[Excerpted data — start]
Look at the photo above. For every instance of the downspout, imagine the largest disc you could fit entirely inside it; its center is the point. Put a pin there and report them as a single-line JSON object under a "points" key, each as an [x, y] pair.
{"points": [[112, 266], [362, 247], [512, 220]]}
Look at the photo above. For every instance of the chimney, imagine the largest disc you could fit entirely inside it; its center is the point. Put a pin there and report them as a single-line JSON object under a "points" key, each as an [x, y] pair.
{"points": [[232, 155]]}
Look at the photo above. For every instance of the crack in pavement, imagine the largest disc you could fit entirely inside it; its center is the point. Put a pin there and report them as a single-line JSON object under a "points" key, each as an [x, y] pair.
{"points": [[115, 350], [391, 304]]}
[Excerpted data — finish]
**Problem details:** Write out exactly the lines that run from the one containing "Look at the photo above. For every instance of the crack" to the end of the records, both end lines included.

**Task result:**
Look at the photo above. For every instance of the crack in pavement, imagine the largest disc you could fit entirely inside it; its center is the point. Put a pin there and report them as a single-line JSON object under a "points" key, each as an [x, y] pair.
{"points": [[115, 350], [391, 304]]}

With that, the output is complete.